[Exercise material]

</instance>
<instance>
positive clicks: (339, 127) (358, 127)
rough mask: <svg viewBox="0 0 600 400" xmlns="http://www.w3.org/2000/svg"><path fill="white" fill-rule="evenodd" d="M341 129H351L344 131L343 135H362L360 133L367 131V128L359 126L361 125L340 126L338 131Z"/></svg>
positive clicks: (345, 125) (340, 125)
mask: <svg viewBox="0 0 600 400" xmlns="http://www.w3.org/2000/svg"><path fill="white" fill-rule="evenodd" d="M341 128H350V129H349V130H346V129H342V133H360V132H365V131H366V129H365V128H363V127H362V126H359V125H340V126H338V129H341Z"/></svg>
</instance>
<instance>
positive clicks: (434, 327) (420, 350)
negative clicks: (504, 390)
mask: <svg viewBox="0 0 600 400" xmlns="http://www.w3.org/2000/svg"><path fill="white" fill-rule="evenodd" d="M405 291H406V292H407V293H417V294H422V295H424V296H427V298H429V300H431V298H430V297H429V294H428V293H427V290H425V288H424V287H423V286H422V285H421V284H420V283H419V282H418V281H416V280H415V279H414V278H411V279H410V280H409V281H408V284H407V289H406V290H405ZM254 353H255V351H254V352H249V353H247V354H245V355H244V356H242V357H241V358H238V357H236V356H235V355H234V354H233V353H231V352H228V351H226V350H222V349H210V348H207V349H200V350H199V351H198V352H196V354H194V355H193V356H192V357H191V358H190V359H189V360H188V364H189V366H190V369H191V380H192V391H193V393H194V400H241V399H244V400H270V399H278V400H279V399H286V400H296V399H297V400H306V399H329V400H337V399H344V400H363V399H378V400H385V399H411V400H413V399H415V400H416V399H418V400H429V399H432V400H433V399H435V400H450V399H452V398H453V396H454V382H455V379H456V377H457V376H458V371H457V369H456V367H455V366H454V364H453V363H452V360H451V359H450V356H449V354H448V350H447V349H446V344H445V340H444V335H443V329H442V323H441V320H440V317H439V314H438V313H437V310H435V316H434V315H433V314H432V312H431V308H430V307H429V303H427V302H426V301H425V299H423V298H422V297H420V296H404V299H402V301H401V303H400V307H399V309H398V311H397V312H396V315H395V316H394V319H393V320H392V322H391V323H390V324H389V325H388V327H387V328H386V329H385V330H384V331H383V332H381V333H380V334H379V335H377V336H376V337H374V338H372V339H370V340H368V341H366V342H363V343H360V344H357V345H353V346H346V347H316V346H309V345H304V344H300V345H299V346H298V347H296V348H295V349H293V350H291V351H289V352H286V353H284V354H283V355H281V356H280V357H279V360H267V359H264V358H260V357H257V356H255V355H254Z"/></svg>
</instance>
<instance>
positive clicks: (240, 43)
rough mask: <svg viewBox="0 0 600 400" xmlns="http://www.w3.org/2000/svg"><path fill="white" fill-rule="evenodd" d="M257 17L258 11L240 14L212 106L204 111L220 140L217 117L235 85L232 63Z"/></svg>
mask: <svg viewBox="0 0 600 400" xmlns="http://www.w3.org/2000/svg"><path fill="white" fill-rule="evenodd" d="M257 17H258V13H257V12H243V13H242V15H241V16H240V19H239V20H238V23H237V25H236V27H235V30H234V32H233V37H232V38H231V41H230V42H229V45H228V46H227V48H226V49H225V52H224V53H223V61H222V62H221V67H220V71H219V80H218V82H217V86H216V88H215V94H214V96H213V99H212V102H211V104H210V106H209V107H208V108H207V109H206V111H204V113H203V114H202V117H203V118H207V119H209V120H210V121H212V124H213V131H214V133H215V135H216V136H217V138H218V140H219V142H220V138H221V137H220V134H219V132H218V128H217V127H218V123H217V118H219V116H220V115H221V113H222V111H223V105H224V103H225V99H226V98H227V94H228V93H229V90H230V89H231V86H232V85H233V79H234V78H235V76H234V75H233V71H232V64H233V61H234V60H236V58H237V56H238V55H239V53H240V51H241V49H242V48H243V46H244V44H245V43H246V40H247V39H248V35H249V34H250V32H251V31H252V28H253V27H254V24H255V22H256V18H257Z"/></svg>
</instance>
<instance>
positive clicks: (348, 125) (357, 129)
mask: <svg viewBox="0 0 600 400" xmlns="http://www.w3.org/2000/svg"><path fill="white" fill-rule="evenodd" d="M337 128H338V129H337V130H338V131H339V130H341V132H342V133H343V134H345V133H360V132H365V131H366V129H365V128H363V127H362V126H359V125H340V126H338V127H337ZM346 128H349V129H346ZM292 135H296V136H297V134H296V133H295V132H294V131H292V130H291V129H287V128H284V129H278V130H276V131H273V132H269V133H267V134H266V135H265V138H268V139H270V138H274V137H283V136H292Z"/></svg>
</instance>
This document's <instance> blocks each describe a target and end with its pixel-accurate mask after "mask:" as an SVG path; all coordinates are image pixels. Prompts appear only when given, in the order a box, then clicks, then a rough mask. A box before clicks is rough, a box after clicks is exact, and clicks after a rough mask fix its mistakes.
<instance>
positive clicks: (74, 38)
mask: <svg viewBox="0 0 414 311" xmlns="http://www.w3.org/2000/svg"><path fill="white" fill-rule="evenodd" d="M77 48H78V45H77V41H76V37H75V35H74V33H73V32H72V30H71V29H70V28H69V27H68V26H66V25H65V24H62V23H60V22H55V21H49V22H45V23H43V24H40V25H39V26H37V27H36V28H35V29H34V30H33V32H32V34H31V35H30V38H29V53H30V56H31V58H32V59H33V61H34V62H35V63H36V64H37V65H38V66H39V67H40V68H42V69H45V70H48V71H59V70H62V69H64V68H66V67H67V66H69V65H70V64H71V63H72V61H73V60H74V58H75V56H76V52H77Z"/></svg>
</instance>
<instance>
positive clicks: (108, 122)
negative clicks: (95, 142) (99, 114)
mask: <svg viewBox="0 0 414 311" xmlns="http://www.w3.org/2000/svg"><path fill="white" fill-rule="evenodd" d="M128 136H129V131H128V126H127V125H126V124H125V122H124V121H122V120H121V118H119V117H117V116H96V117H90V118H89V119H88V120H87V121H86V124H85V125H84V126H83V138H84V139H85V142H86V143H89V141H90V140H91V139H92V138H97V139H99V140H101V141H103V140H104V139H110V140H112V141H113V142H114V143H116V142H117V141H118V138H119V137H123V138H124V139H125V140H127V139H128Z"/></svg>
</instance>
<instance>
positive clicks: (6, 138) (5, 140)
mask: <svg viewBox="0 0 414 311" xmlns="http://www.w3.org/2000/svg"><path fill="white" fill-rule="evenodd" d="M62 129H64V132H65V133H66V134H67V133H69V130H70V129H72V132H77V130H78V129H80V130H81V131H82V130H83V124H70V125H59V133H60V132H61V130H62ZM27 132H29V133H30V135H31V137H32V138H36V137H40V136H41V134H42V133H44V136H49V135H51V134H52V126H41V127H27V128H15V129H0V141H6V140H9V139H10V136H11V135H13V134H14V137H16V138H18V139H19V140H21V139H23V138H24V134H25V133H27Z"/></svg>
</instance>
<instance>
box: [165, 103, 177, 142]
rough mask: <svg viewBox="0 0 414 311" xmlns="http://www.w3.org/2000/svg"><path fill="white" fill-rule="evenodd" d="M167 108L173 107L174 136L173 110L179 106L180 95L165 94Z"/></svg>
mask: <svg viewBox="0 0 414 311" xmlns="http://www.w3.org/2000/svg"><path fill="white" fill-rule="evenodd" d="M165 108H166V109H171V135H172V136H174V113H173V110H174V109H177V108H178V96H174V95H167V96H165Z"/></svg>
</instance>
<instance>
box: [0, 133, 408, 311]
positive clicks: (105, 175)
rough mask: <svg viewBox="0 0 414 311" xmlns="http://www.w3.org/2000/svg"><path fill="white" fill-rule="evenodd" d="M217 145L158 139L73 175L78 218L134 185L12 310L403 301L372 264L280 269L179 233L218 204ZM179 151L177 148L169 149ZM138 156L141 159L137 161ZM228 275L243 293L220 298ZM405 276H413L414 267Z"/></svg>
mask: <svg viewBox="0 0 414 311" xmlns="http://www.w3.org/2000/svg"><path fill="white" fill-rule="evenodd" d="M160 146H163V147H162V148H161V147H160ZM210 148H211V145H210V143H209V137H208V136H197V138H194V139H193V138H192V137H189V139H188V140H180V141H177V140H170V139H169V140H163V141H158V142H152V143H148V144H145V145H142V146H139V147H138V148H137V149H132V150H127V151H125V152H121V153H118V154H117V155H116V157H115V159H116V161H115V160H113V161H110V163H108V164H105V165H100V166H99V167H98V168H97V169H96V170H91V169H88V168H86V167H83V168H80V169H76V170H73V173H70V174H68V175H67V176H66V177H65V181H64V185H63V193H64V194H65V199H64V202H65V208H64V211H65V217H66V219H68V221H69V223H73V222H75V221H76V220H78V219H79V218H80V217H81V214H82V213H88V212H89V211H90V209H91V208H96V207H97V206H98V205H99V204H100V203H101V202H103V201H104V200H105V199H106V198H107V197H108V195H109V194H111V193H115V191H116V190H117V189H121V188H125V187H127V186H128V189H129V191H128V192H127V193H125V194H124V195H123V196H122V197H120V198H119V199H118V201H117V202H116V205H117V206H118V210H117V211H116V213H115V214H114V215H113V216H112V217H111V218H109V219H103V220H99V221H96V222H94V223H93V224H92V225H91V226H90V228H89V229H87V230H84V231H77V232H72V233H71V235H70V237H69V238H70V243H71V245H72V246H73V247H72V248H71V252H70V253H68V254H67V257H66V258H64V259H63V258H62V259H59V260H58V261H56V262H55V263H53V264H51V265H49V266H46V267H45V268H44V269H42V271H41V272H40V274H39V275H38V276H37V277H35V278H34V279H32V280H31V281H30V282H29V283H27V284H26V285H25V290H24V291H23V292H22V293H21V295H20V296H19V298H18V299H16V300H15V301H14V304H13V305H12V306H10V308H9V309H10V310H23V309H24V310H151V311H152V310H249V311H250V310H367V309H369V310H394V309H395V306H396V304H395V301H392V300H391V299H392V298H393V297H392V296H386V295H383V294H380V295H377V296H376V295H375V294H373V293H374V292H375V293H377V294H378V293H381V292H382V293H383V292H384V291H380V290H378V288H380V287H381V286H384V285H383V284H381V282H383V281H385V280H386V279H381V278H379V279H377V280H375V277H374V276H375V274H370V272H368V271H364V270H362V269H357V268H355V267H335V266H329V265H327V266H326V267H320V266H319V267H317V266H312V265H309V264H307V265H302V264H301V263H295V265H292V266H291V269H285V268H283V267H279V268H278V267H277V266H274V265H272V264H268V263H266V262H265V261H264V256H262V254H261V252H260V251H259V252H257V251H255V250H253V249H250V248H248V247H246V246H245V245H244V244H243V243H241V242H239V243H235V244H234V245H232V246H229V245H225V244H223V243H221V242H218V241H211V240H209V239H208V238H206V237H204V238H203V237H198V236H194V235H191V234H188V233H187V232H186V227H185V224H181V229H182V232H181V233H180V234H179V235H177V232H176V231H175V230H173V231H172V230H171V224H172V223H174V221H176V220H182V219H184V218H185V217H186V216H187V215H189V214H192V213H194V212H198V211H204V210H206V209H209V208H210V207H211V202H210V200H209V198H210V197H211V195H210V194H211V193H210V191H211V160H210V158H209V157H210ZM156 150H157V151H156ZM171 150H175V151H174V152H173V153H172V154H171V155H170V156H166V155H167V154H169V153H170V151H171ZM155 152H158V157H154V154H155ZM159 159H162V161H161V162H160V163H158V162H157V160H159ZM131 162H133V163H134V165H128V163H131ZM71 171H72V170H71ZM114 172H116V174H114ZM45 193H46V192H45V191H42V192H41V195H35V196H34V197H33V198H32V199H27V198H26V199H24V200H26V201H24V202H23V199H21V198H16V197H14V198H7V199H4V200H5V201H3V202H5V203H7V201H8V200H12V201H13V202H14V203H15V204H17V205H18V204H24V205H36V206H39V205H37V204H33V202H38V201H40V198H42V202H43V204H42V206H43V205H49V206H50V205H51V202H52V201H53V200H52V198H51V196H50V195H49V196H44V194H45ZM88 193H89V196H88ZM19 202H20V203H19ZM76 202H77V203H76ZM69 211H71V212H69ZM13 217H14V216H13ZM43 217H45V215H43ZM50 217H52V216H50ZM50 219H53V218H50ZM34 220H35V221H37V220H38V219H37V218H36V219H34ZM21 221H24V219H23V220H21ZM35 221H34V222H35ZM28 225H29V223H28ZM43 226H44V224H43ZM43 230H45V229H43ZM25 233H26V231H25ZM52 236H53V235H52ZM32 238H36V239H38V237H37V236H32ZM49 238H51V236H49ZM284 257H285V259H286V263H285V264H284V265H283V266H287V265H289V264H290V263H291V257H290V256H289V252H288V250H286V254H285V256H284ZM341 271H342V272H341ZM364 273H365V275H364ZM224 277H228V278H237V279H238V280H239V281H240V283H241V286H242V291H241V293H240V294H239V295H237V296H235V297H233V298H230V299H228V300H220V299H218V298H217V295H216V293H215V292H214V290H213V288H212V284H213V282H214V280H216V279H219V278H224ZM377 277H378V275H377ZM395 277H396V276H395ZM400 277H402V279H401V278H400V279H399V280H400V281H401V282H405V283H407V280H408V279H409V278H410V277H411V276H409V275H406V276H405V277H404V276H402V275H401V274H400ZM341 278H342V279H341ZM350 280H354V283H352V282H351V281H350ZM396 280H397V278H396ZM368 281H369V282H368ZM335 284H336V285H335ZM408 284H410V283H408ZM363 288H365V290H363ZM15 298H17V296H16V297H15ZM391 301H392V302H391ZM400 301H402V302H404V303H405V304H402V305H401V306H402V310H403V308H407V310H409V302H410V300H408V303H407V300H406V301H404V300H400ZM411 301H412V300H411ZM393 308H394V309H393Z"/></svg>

[/Exercise material]

Can you copy the data from its start through the line containing "positive clicks: (345, 125) (340, 125)", changing "rough mask" to "coarse mask" and leaving everything else unchanged?

Solution:
</instance>
<instance>
positive clicks: (339, 127) (358, 127)
coarse mask: <svg viewBox="0 0 600 400" xmlns="http://www.w3.org/2000/svg"><path fill="white" fill-rule="evenodd" d="M341 129H351L344 131L343 135H362L360 133L367 131V128L359 126L361 125L340 126L338 131Z"/></svg>
positive clicks: (345, 125) (340, 125)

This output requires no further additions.